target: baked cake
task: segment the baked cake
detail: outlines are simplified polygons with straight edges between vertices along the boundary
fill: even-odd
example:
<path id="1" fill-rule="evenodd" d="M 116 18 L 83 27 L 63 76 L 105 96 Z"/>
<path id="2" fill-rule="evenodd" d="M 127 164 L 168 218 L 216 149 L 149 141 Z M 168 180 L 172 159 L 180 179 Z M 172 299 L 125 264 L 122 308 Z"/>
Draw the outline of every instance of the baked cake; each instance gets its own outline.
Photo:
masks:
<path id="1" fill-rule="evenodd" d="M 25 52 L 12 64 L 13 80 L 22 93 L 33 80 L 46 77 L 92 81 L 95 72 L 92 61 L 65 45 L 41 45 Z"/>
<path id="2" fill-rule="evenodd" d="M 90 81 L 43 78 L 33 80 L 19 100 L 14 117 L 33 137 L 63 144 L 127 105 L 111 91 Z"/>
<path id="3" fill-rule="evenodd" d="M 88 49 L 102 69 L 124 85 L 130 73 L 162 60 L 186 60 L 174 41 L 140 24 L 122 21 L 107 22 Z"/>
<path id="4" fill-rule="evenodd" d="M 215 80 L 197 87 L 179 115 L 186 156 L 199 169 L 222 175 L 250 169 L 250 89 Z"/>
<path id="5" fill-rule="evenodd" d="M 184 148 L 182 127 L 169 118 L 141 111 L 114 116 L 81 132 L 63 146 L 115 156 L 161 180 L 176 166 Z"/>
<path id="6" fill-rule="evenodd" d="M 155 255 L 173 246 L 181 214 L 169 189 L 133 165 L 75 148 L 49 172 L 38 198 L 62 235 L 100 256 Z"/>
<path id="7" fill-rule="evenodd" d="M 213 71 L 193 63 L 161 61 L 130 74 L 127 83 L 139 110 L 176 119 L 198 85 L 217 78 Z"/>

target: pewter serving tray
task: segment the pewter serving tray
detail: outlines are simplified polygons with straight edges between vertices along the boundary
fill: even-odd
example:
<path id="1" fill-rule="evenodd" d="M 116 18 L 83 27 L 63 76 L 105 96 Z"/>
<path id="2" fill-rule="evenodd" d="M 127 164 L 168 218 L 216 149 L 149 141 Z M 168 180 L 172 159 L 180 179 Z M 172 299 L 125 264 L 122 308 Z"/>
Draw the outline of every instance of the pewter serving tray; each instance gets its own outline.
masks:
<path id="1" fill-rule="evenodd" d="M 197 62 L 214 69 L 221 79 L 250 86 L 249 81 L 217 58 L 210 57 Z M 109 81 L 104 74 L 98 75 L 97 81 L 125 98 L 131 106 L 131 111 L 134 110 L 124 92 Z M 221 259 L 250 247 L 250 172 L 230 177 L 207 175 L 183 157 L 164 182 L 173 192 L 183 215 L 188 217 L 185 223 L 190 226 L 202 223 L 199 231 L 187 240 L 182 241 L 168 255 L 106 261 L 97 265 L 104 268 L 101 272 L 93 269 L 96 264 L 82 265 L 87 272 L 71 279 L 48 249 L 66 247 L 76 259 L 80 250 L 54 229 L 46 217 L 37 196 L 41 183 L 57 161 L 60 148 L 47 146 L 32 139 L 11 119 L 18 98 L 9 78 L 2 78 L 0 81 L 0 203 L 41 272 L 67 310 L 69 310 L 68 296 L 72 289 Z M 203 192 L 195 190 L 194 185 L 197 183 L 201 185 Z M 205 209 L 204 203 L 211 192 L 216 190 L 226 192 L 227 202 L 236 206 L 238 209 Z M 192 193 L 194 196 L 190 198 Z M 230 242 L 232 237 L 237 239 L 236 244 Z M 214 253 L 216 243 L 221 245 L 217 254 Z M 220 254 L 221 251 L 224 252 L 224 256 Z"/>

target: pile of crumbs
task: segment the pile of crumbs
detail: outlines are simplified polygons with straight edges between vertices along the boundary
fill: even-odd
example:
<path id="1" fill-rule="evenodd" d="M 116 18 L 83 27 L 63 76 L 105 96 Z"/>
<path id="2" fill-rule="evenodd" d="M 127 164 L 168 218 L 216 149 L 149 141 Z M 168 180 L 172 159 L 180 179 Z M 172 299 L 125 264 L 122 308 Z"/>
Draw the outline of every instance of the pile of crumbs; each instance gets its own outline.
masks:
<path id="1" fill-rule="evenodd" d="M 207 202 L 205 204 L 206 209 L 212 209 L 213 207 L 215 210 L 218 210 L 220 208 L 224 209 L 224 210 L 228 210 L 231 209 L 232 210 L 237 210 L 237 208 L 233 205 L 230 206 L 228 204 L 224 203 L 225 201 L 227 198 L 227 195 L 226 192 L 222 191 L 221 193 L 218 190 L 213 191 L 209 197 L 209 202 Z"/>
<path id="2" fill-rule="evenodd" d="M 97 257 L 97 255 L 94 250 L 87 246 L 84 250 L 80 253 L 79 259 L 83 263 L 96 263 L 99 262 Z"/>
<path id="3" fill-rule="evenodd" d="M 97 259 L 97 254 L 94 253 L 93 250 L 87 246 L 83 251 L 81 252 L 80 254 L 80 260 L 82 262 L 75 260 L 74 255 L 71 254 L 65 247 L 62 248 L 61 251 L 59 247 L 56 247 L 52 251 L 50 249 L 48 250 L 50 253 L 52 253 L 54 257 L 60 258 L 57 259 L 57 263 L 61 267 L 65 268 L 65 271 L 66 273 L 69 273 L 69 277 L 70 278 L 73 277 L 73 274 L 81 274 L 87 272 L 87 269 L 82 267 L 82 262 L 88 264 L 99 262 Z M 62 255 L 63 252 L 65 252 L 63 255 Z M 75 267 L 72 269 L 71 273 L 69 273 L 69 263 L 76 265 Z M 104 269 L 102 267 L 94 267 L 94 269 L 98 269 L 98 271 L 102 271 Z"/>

----

WHAT TO WORK ON
Please revise the lines above so that every "simplified polygons" becomes "approximate polygons", leaving everything else the same.

WRITTEN ANSWER
target: baked cake
task: segment the baked cake
detail: outlines are approximate polygons with straight edges between vertices along the boundary
fill: even-odd
example:
<path id="1" fill-rule="evenodd" d="M 116 18 L 83 27 L 63 76 L 105 96 Z"/>
<path id="2" fill-rule="evenodd" d="M 127 164 L 168 218 L 216 149 L 149 141 Z M 168 180 L 172 159 L 180 179 Z M 172 299 L 125 264 L 122 308 Z"/>
Draw the outline of every instance of the baked cake; each instance gets its own outline.
Photo:
masks:
<path id="1" fill-rule="evenodd" d="M 25 52 L 12 64 L 13 80 L 22 93 L 33 80 L 46 77 L 92 81 L 95 72 L 92 61 L 65 45 L 41 45 Z"/>
<path id="2" fill-rule="evenodd" d="M 90 81 L 43 78 L 33 80 L 19 100 L 14 117 L 33 137 L 63 144 L 127 105 L 111 91 Z"/>
<path id="3" fill-rule="evenodd" d="M 88 49 L 102 69 L 124 85 L 130 73 L 162 60 L 186 60 L 174 41 L 140 24 L 122 21 L 107 22 Z"/>
<path id="4" fill-rule="evenodd" d="M 215 80 L 197 87 L 179 115 L 186 156 L 199 169 L 222 175 L 250 169 L 250 89 Z"/>
<path id="5" fill-rule="evenodd" d="M 184 148 L 182 127 L 169 118 L 141 111 L 114 116 L 81 132 L 63 146 L 115 156 L 161 180 L 176 166 Z"/>
<path id="6" fill-rule="evenodd" d="M 155 255 L 173 246 L 181 214 L 169 189 L 133 165 L 75 148 L 49 172 L 38 198 L 62 235 L 100 256 Z"/>
<path id="7" fill-rule="evenodd" d="M 213 71 L 193 63 L 161 61 L 130 74 L 127 83 L 139 110 L 176 119 L 198 85 L 217 78 Z"/>

target: pewter serving tray
task: segment the pewter serving tray
detail: outlines are approximate polygons with straight edges between vertices along the boundary
fill: even-odd
example:
<path id="1" fill-rule="evenodd" d="M 116 18 L 83 27 L 63 76 L 105 96 Z"/>
<path id="2" fill-rule="evenodd" d="M 127 164 L 168 218 L 216 149 L 149 141 Z M 168 180 L 172 159 L 180 179 Z M 172 299 L 125 264 L 122 308 Z"/>
Draw the outline of every instance of the pewter serving tray; each instance gets its own outline.
masks:
<path id="1" fill-rule="evenodd" d="M 197 62 L 214 69 L 221 79 L 250 86 L 249 81 L 217 58 L 210 57 Z M 109 81 L 104 74 L 98 75 L 97 81 L 125 98 L 131 106 L 131 111 L 134 110 L 124 92 Z M 221 259 L 250 247 L 250 172 L 230 177 L 207 175 L 183 157 L 164 182 L 173 192 L 183 215 L 188 217 L 185 223 L 190 226 L 202 223 L 199 231 L 187 240 L 182 241 L 168 255 L 106 261 L 97 265 L 104 268 L 101 272 L 93 269 L 96 264 L 82 265 L 87 272 L 71 279 L 48 249 L 66 247 L 76 259 L 80 250 L 54 229 L 46 217 L 37 196 L 41 183 L 57 161 L 60 148 L 47 146 L 32 139 L 11 119 L 18 98 L 9 78 L 2 78 L 0 81 L 0 203 L 41 272 L 67 310 L 69 310 L 68 296 L 72 289 Z M 203 192 L 195 190 L 194 185 L 197 183 L 201 185 Z M 205 209 L 204 203 L 211 192 L 216 190 L 226 192 L 227 202 L 236 206 L 238 209 Z M 192 193 L 194 196 L 190 198 Z M 230 242 L 232 237 L 237 239 L 236 244 Z M 214 253 L 216 243 L 221 245 L 217 254 Z M 220 254 L 221 251 L 224 252 L 224 256 Z"/>

target: pile of crumbs
task: segment the pile of crumbs
detail: outlines are approximate polygons with straight edges between vertices along the boundary
fill: even-odd
example:
<path id="1" fill-rule="evenodd" d="M 116 18 L 83 27 L 63 76 L 105 96 Z"/>
<path id="2" fill-rule="evenodd" d="M 127 164 L 168 218 L 216 149 L 149 141 Z M 168 180 L 172 159 L 180 179 Z M 172 299 L 125 264 L 122 308 Z"/>
Draw the outline of every instance of the pile of crumbs; each instance gets its own outline.
masks:
<path id="1" fill-rule="evenodd" d="M 207 202 L 205 204 L 206 209 L 212 209 L 213 207 L 215 210 L 218 210 L 220 208 L 224 209 L 224 210 L 228 210 L 231 209 L 232 210 L 237 210 L 237 208 L 233 205 L 230 206 L 228 204 L 224 203 L 225 201 L 227 198 L 227 195 L 226 192 L 222 191 L 221 193 L 218 190 L 213 191 L 209 197 L 209 202 Z"/>
<path id="2" fill-rule="evenodd" d="M 97 257 L 97 255 L 94 250 L 87 246 L 84 250 L 80 253 L 79 259 L 83 263 L 96 263 L 99 262 Z"/>
<path id="3" fill-rule="evenodd" d="M 97 259 L 97 254 L 94 253 L 93 250 L 87 246 L 83 251 L 81 252 L 80 254 L 80 260 L 82 262 L 75 260 L 74 255 L 71 254 L 65 247 L 62 248 L 61 251 L 59 247 L 56 247 L 52 251 L 50 249 L 48 250 L 50 253 L 52 253 L 54 257 L 60 258 L 57 259 L 57 263 L 61 267 L 65 268 L 65 271 L 66 273 L 69 273 L 69 277 L 70 278 L 73 277 L 73 274 L 81 274 L 87 272 L 87 269 L 82 267 L 82 262 L 88 264 L 99 262 Z M 62 255 L 63 252 L 65 252 L 63 255 Z M 75 267 L 72 269 L 71 273 L 69 273 L 69 263 L 76 265 Z M 104 269 L 102 267 L 94 267 L 94 269 L 98 269 L 98 271 L 102 271 Z"/>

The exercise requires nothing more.